**INSTRUCTIONS FOR THE TASK**. Would you transcribe the records word for word, please?

◆ ◆ ◆ ◆ ◆

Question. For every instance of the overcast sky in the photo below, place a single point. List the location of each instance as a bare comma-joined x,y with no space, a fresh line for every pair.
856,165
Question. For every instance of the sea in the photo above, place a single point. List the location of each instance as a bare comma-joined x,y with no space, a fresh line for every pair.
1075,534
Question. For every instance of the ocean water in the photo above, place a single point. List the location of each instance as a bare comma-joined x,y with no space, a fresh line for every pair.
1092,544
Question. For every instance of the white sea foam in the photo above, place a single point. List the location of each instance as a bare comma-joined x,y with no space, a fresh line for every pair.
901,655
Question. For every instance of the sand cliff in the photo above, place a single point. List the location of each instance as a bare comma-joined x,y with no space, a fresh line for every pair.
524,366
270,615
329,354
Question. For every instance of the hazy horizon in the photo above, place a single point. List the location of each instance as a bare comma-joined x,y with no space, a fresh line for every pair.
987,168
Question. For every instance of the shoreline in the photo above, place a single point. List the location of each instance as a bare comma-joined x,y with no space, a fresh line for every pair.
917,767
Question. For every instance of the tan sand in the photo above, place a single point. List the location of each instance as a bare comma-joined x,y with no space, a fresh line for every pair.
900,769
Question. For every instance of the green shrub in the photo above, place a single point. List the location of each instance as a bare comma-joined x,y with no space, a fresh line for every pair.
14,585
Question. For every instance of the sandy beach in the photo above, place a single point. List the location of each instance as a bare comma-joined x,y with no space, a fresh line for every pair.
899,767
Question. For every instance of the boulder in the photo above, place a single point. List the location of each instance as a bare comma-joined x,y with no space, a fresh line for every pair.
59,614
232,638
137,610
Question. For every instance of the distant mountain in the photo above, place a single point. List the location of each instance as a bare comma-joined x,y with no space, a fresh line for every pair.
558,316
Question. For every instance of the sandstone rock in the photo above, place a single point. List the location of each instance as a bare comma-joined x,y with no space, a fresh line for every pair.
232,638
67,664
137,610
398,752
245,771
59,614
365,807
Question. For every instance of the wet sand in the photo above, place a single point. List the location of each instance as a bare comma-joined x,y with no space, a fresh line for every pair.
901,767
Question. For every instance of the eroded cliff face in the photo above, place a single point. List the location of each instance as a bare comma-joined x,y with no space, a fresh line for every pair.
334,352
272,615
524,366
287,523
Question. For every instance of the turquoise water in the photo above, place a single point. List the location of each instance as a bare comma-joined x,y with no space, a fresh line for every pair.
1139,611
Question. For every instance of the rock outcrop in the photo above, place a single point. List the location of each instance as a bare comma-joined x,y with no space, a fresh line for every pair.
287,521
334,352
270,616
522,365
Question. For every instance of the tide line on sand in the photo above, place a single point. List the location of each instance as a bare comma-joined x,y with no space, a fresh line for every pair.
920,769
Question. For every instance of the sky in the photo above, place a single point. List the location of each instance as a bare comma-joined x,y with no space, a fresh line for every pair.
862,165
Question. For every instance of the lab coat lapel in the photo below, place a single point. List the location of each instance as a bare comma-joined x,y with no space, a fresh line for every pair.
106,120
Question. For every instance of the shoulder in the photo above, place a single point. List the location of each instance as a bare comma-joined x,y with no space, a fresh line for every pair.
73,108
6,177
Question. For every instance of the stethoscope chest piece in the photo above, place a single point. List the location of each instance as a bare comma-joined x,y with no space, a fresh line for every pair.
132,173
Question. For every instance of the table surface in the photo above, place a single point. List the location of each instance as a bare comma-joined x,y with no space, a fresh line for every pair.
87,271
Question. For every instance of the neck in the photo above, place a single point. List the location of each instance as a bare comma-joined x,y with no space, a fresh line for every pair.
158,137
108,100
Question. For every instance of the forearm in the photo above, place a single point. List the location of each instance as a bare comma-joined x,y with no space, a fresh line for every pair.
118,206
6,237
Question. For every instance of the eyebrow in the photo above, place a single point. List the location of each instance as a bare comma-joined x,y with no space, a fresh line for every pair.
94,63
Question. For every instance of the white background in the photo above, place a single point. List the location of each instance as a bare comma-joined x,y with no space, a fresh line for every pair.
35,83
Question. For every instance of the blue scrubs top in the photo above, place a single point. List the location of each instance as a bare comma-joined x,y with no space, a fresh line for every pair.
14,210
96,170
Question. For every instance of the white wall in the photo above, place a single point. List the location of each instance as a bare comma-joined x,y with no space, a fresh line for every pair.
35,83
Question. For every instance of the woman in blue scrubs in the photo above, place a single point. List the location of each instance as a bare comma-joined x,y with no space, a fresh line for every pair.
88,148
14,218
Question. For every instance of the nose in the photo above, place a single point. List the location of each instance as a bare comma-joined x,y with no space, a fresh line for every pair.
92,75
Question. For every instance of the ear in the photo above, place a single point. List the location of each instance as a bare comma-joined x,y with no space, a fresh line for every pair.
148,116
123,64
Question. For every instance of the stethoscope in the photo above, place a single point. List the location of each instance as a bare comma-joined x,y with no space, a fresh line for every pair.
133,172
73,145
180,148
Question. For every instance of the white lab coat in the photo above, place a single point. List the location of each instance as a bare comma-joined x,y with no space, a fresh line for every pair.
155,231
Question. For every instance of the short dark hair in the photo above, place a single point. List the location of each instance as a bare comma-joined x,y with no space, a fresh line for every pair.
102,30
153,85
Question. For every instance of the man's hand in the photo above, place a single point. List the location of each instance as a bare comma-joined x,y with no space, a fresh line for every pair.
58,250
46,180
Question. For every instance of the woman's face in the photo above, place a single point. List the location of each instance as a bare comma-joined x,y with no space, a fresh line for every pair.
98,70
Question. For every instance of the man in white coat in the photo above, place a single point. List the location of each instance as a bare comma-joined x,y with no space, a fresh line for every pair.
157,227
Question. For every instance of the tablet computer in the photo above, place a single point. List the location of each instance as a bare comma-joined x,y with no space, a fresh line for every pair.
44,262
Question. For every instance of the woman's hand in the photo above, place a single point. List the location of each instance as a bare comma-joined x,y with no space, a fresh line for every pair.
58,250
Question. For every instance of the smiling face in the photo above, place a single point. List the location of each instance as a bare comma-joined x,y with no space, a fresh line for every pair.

◆ ◆ ◆ ◆ ◆

**SOLUTION TO THIS TASK**.
Question. For every instance of the overcast sky in the photo below, place a single point. List the location of each instance as a bare comma-joined x,y with no space, a fresh line for every pair.
856,165
Question. For every instance of the sea in the photo above, place a single point. List the location of each instance as a bare comma-joined x,y with no space, a fresh line for every pair.
1075,534
Question. For every instance of the ocean water in the photo above, place a single point. List the location of each instance as a bare comma-joined x,y with no space, a fresh line for every pair.
1092,544
Question. For every instance of the white sea foam in the photo above, place a single point. List the location of each instance as a bare comma-joined x,y with no space, a fresh line for every pair.
901,655
Question. For every instance of the sand cliff in the photo above, place a single point. List the location of each instance as a bare comma-joined x,y with no space, a fresh line for every pair.
524,366
270,615
329,354
Question. For every instance of the hazy horizon in the photo above, place a single point. List the location of each instance as a bare comma-joined x,y with no space, a fresh line for every pair.
987,168
Question. For every instance of the shoreline in the photo above, place a single point. List the location of each instance as a bare comma-joined x,y with no space, a fresh line for every pair.
917,767
Question. For every instance of the tan sand in the photo above, place a single point. List the location of each instance as a bare comma-joined x,y with no space, a fresh line for every pair.
900,769
Question. For every instance of the green shrub in the photo above, place a single point. List the location of each instance as a bare comma-joined x,y with no space, a fresh line for every pair.
14,585
Question. For every instance of the sandy beach in the photo above, place a single point. List the location of each instance as a bare comma-joined x,y with no space, a fresh line for every pair.
899,767
Question. For every instance of the boulder in the photo above, place a single point. List the location of each instance as a bare comma-joined x,y with no space, a fresh line for every pair.
59,614
232,638
137,610
Question. For every instance of the distant mountain in the photo above, place a single point. List the location of each instance as a bare comma-joined x,y with no space, a fresh line for every pair.
558,316
Question. For every instance of the sandstone rock in the photo above, place a single point. List the location of each instance as a bare comma-joined x,y with no space, a fresh line for every pair.
232,638
67,664
137,610
398,752
245,771
59,614
365,807
Question. For every instance of the wet sand in the photo above, place a single point. List the location of each instance as a bare comma-joined x,y with no space, a fresh line for every pair.
901,767
Question. For every instance of the eroded cliff face in the photo above, place a single point. List the location of each instance as a bare comma-joined x,y with no space, a fresh line for every pair.
334,352
272,615
524,366
287,523
Question. For every instance of the turquoise water in the photo above, place a single point. List the location of each instance as a bare comma-joined x,y with no space, a fresh line for every pair.
1139,611
Question. For every instance of the rock outcrop in the photo above, place a single point. List the location of each instance as a bare comma-joined x,y with no space, a fresh line for every pair.
287,521
334,352
270,616
522,365
Question. For every instance of the tide line on sand in the photo above, place a single point. List the location of each instance as a bare comma-joined x,y with no space, a fresh line for every pair.
920,769
Question. For every instance of the sky in the photo above, place a single point. List the location of each instance as a bare comma-joined x,y with no space, a fresh line for every pair.
862,165
Question. For every instance of the lab coat lapel in the photo below, place a single point. List the location of each instance as a bare comma-joined x,y with no space, a fresh line for every pair.
106,120
Question. For every instance of the shoulder in the photo above, place a single point. List the location of each instance as a bare comma-joined x,y with no space, a fresh line for every pair.
73,108
6,177
Question. For every instance of the stethoscope chest piece in the photo above, place a single point. List the location of each instance as a bare comma-joined x,y with no space, a fresh line for every pair.
132,173
Question. For every instance of the table surface in the photo above, place a single point. List the location of each instance as a bare comma-joined x,y with no space, a fresh line for every pair.
87,271
Question. For every instance of the neck in the photo above, place a single point. List the location of each instance as a bare comma-joined x,y with no space, a fresh line for every pair.
158,137
108,100
Question. For every instance of the forearm in the photo above, place a single point. List the location of each instance as a bare comma-joined x,y with no space, a fresh line for every pair.
118,206
6,237
Question. For every instance of the eyebrow in the photo above, place a single point. List the location of each instance as a bare comma-joined x,y with no space, a fresh line for every pair.
94,63
Question. For every instance of the white background in the photo above, place a single point. List the location of each instance as a bare comma-joined x,y with no space, a fresh line for every pair.
35,83
Question. For every instance of the blue scrubs top in the photo above, place a single point. List the location of each instance as a bare comma-joined x,y with no space, a fresh line for every pair.
14,210
96,170
Question. For every instance of the white wall in the photo above, place a single point. List the location of each instance as a bare comma-joined x,y with no space, a fresh line for every pair.
35,83
Question. For every instance of the woman in blue scrubs in the photo above, place a single point. List the location of each instance as a bare comma-joined x,y with no space, a fresh line for every pair.
88,148
14,218
Question. For every instance of the nose in the photo above, place a single point. List the location of each instance as a bare comma-joined x,y with no space, a fresh line for every pair.
92,75
Question. For every instance of the ear in the photo above, place a single point. List the location of each instance as a bare comma-joined x,y with no space, a fresh line for every pair.
148,116
123,64
Question. For every instance of the stethoscope in the photo above, place a single point. List the location of each instance as a bare comma-joined x,y with no space, a fresh line for every pair.
133,172
73,145
180,148
Question. For every instance of the white lab coat in the photo above, place a single point. List the location of each instance as a bare comma-joined x,y with no space, a fresh line for every pair.
155,231
Question. For every instance of the short dark hair in the photo above, place a single point. List the location of each instance as a bare comma-joined x,y with no space, a fresh line for every pair.
102,30
153,85
Question. For every instance of the man's hand in the photo above, place a single point. List the location of each instance as a bare comma-joined x,y with no space, a fresh line for every pair.
58,250
46,180
Question. For every instance of the woman's face in the photo above, place a single point. List the location of each instance as a bare comma-joined x,y with no space, a fresh line for every pair.
98,70
Question. For every instance of the man in white coat in the photo above, place a single point. List the location of each instance as a bare comma-joined x,y with no space, a fresh line for every pair.
157,227
Question. For every instance of the tablet computer in the photo above, place a single point. List the location of each instance as a bare comma-joined x,y with no space, a fresh line for every pair.
44,262
Question. For every instance of the woman's hand in the photo above, place a single point. List the location of each instance as a bare comma-joined x,y with no space, a fresh line for every pair.
58,250
Question. For every instance of the smiling face in the photo above, place a single point. List the location of each instance as a bare comma-joined x,y with no space, a fresh line for every pair.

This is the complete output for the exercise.